Exercise brief: Copy the items below from the line with "of the dirt" through the end of the items, changing "frozen pond" to "icy pond" and keeping everything else unchanged.

— BEGIN —

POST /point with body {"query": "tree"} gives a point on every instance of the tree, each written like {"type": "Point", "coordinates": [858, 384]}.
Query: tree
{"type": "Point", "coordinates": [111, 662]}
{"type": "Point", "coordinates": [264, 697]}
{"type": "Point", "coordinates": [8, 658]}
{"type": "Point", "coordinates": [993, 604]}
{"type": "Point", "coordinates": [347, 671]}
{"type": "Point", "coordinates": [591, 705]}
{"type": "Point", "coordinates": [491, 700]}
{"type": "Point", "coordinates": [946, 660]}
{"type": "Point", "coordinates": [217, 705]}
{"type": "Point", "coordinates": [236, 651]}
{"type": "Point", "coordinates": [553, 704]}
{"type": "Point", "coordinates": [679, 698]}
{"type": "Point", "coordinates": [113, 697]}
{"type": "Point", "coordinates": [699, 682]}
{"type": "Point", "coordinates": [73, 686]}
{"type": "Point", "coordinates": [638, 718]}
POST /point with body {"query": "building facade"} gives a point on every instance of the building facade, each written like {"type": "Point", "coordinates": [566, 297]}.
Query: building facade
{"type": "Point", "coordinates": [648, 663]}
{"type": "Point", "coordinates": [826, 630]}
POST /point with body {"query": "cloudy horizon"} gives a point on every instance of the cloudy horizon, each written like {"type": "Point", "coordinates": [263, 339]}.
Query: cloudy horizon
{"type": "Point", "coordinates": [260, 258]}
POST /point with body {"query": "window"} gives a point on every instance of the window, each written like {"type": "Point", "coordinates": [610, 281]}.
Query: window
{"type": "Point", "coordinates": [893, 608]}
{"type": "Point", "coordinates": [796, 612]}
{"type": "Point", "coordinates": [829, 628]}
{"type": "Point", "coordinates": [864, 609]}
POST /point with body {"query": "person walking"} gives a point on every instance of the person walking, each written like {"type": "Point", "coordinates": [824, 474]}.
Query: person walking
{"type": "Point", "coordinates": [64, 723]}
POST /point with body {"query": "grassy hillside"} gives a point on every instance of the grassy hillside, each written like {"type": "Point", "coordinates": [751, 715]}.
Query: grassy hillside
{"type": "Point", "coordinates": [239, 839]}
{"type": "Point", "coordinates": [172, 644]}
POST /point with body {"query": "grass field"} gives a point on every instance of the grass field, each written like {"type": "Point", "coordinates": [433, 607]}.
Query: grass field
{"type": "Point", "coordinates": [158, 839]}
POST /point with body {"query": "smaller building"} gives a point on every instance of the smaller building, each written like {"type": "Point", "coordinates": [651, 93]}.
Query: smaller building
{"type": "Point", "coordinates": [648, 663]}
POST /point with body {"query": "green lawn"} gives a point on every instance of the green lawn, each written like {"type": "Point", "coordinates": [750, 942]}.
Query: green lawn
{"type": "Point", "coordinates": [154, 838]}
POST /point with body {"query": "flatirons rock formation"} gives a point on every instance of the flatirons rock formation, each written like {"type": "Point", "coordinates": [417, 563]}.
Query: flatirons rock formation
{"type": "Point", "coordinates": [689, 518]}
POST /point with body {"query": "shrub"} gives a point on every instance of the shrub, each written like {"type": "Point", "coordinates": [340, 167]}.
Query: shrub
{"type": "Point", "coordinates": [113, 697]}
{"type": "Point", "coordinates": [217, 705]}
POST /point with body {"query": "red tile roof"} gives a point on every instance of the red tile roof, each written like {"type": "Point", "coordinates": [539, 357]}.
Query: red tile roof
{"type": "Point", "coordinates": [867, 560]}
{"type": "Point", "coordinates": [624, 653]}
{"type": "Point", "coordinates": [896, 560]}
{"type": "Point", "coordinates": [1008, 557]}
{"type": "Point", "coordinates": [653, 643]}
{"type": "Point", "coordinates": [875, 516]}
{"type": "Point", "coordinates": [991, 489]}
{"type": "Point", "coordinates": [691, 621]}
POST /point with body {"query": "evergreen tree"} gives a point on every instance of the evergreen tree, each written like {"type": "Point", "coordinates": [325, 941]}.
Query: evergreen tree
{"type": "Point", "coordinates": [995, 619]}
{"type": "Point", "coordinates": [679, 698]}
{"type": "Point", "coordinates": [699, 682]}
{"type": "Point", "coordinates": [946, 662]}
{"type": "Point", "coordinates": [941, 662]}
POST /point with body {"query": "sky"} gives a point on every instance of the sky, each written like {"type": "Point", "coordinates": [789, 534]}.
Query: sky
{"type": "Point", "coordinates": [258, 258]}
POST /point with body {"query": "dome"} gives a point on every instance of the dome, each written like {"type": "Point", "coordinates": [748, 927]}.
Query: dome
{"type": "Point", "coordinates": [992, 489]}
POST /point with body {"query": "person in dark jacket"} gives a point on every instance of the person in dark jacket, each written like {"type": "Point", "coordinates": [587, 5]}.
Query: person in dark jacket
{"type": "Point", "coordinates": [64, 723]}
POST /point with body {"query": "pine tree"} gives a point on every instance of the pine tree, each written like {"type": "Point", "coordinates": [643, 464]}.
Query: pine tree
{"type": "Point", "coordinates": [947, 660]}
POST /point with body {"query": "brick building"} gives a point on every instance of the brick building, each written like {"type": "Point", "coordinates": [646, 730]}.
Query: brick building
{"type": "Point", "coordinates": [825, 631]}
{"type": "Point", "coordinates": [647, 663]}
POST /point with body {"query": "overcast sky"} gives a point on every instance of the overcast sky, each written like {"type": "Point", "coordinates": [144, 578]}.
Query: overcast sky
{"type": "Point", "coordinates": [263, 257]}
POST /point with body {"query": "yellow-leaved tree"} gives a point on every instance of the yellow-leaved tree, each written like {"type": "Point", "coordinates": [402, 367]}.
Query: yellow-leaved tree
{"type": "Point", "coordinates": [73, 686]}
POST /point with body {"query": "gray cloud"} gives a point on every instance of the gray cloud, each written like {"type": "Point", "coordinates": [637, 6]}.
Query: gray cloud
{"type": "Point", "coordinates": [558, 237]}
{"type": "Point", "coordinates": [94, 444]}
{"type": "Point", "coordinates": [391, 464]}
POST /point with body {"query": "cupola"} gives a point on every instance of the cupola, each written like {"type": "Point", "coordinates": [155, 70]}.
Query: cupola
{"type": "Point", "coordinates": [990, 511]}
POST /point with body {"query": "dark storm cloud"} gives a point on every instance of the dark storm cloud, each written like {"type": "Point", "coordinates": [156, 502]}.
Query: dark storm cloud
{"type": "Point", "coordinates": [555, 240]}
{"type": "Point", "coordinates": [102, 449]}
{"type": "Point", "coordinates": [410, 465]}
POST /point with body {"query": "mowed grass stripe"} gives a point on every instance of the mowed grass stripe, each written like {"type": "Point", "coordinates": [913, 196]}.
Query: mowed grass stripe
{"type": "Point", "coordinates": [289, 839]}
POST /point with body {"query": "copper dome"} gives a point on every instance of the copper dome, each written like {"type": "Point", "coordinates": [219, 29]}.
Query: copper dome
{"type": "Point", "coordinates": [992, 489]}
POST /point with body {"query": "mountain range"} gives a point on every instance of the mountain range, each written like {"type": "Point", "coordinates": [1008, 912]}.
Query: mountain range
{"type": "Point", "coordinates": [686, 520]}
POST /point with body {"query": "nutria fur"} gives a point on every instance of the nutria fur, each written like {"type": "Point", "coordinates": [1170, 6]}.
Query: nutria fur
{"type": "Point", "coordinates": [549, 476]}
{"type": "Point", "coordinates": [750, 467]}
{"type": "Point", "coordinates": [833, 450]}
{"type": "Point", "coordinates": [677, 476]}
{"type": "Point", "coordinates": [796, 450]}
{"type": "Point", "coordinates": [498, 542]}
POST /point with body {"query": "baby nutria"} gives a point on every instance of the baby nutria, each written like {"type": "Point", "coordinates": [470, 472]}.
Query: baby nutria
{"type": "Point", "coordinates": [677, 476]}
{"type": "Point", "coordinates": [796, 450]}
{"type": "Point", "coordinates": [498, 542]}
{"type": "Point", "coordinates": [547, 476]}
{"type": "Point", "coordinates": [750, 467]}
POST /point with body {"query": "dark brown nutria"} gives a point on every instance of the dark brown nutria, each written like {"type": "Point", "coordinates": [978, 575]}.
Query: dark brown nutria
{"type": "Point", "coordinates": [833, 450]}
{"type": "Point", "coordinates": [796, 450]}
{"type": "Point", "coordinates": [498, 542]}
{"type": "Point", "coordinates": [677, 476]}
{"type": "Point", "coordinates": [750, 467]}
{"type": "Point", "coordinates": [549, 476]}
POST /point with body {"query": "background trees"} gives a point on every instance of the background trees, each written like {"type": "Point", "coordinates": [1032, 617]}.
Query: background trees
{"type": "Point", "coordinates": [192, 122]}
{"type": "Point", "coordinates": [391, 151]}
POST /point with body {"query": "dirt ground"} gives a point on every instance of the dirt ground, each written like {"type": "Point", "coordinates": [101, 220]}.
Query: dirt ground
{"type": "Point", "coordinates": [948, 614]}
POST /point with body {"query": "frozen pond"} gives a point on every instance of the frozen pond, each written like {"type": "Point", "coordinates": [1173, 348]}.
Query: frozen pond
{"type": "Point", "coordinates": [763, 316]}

— END —

Worked solution:
POST /point with body {"query": "dirt ground"} gives a point on every instance of the dirt ground, each written like {"type": "Point", "coordinates": [101, 220]}.
Query: dirt ground
{"type": "Point", "coordinates": [948, 614]}
POST /point with body {"query": "icy pond"} gives a point on every instance of the icy pond, each written like {"type": "Point", "coordinates": [1173, 348]}.
Query: icy pond
{"type": "Point", "coordinates": [763, 316]}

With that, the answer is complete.